== WHAT YOU WILL DO ==
• 1. Using the article about the song "Anne-Fleur vakantie", decide whether each statement agrees with it: (a) The single came out on 26 May 2023 as the first single from Mama I Made It. (b) Roxy Dekker produced the song. (c) The song runs longer than three minutes. Answer yes or no for each and quote the words of the article that decide it.
• 2. Carry on the article about the song "Anne-Fleur vakantie" from the point where it stops.

== SOURCE EXTRACT ==
········
Single by Roxy Dekker

from the album Mama I Made It
- Released: 26 May 2023
- Genre: Nederpop
- Length: 2:54
- Label: Self-released
- Songwriter(s): Roxy Dekker
- Producer(s): Elke Tiel; Stas Swaczyna;

Roxy Dekker singles chronology
| "Heimwee" (2022) | "Anne-Fleur vakantie" (2023) | "Satisfyer" (2023) |

= Anne-Fleur vakantie =

2023 single by Roxy Dekker

"Anne-Fleur vakantie" (lit. 'Anne-Fleur holiday') is a song by Dutch singer and songwriter Roxy Dekker. It was written by Dekker, with production handled by Elke Tiel and Stas Swaczyna. The single was released on 26 May 2023 as the first single from her debut studio album Mama I Made It.

==Background==
"Anne-Fleur vacation" was written by Roxy Dekker and produced by Elke Tiel and Stas Swaczyna. The song describes an "Anne-Fleur vacation". An "Anne-Fleur" is a term used on social media to describe a type of girl who acts like a snob and uses a lot of abbreviations in their spoken language. With the song, Dekker makes fun of girls who act like an "Anne-Fleur".
········
Point localization data

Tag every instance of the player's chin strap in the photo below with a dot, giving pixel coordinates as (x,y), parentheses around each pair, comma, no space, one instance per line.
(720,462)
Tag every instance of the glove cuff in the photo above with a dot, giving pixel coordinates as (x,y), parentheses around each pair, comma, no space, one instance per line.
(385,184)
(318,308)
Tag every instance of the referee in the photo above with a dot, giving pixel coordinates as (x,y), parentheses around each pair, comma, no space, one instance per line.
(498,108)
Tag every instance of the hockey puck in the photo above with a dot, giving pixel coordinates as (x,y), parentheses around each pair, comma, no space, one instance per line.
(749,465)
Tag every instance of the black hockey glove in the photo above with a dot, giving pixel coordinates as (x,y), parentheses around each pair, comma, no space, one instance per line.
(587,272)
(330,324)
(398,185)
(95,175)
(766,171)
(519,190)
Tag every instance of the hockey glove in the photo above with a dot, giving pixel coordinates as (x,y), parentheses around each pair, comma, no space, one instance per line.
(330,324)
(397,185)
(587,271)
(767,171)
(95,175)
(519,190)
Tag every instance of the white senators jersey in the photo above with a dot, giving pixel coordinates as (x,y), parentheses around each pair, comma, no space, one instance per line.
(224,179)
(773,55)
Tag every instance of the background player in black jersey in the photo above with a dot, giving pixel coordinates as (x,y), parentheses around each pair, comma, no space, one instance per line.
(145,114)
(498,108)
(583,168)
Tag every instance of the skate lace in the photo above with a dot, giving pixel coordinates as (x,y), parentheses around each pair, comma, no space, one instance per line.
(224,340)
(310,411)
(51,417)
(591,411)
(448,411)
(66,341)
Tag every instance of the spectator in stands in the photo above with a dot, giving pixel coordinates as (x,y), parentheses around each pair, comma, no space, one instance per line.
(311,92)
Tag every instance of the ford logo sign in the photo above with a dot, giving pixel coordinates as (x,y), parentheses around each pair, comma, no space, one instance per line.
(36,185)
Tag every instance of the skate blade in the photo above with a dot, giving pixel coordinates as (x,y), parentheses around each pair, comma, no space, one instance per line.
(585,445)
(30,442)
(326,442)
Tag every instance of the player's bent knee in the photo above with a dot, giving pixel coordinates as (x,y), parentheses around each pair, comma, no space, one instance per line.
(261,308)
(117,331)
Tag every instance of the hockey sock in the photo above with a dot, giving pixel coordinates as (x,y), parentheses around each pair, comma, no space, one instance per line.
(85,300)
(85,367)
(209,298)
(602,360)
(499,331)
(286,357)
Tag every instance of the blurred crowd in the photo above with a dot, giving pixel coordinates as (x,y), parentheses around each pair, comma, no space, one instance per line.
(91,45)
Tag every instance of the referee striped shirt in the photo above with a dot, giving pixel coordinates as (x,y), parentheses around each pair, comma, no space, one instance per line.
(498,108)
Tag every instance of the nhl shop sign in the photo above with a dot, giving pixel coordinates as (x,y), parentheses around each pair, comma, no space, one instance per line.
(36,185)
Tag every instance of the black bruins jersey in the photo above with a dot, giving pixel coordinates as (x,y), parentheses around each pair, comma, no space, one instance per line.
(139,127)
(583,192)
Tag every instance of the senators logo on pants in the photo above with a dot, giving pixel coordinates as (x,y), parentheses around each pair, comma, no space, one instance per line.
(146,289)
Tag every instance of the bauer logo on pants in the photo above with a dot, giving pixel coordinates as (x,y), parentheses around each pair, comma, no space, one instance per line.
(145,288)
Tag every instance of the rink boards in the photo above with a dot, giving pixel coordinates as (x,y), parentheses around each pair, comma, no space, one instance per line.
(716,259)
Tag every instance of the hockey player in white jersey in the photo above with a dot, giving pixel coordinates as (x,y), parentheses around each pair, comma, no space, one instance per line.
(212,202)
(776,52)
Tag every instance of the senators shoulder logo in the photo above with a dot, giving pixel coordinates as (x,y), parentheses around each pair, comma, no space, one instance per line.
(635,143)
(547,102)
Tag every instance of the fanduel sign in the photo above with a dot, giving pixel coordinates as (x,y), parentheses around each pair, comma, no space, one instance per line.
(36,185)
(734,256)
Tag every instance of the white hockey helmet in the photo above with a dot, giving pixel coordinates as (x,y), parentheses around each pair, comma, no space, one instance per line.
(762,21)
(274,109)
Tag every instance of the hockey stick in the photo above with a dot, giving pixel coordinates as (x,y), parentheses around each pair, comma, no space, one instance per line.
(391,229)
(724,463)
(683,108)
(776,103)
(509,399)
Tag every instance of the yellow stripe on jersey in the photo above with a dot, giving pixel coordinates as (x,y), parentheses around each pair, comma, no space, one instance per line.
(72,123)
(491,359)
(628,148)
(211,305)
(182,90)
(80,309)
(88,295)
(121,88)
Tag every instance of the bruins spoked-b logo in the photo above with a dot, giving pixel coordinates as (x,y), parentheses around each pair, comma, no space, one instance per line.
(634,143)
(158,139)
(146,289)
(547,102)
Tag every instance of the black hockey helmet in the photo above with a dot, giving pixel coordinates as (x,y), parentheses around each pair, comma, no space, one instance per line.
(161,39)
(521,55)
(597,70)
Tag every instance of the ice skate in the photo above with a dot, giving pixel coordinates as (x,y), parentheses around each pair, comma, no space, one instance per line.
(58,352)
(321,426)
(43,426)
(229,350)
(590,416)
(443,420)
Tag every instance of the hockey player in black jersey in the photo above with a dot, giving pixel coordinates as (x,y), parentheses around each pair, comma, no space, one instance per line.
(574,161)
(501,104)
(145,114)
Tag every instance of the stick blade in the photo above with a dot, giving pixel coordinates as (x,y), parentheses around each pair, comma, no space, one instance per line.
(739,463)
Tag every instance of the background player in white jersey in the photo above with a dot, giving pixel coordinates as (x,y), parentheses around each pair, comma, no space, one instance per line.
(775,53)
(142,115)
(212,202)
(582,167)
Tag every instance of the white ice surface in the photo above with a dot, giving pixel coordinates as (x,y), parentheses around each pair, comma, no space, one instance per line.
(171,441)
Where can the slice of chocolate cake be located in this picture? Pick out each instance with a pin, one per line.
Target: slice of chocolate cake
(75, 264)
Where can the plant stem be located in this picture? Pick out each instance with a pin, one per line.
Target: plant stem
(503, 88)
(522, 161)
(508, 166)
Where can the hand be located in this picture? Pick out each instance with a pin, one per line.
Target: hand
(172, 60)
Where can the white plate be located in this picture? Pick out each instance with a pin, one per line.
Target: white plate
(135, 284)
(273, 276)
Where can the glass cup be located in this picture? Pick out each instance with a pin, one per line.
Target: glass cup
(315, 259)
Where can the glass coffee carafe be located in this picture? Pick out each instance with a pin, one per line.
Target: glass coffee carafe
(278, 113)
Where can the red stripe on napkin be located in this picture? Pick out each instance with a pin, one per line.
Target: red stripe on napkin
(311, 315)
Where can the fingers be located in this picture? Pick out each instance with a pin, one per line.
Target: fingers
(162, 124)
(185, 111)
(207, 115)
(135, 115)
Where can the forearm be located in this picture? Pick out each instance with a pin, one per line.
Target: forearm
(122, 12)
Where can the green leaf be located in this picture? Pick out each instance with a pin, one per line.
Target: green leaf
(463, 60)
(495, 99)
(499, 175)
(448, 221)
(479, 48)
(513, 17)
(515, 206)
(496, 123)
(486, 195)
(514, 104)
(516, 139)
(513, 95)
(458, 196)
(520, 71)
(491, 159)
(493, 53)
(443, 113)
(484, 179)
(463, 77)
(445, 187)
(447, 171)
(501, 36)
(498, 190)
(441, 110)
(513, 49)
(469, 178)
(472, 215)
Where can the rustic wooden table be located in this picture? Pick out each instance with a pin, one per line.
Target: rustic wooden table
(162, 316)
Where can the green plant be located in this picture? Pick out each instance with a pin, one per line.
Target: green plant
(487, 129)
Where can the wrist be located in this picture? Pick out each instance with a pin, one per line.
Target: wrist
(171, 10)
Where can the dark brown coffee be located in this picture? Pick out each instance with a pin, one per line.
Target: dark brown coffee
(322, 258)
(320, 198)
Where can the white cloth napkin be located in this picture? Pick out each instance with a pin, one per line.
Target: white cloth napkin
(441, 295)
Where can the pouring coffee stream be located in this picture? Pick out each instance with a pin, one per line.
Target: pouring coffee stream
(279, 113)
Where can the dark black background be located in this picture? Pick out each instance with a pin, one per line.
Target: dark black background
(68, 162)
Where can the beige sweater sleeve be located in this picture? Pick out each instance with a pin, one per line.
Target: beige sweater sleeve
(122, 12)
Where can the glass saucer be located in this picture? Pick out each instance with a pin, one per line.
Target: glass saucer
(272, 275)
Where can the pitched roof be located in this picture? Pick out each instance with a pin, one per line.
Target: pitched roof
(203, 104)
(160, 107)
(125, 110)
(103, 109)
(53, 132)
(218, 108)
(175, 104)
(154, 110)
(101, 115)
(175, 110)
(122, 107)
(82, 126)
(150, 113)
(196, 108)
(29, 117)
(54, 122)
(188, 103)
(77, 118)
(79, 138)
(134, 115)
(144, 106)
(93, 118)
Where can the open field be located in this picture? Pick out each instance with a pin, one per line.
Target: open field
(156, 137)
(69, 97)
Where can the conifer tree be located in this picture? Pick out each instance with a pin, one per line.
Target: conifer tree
········
== RESULTS BY TASK ==
• 1.
(a) Yes: "The single was released on 26 May 2023 as the first single from her debut studio album Mama I Made It."
(b) No: "with production handled by Elke Tiel and Stas Swaczyna."
(c) No: "Length: 2:54"

• 2.
The song emerged from videos of Dekker on media platform TikTok. In it, she asked her followers for four different words, which she then used to write a song herself. During one of those challenges in March 2022, one of the followers asked to make a song with the words "colors", "sun", "Ibiza" and "mirror".

Dekker started with the chords of the song, after which she wrote the lyrics of the song. She posted a video on the platform, which was viewed tens of thousands of times and to which many followers responded to finish the song and release it. The singer herself initially doubted whether she wanted to release it, but eventually decided to send the song to a producer and finish it. The full song went viral on TikTok and other social media platforms after it was released, and is considered a cult hit.

==Commercial performance==
Dekker had success with the song in the Dutch charts. It peaked at seventeenth place in the Single Top 100 in the fourteen weeks that it was in this list. It was not listed in the Top 40, but it reached eighth place in the Tipparade. As of 2024, the single has platinum status in the Netherlands.

== Charts ==

Weekly chart performance for "Anne-Fleur vakantie"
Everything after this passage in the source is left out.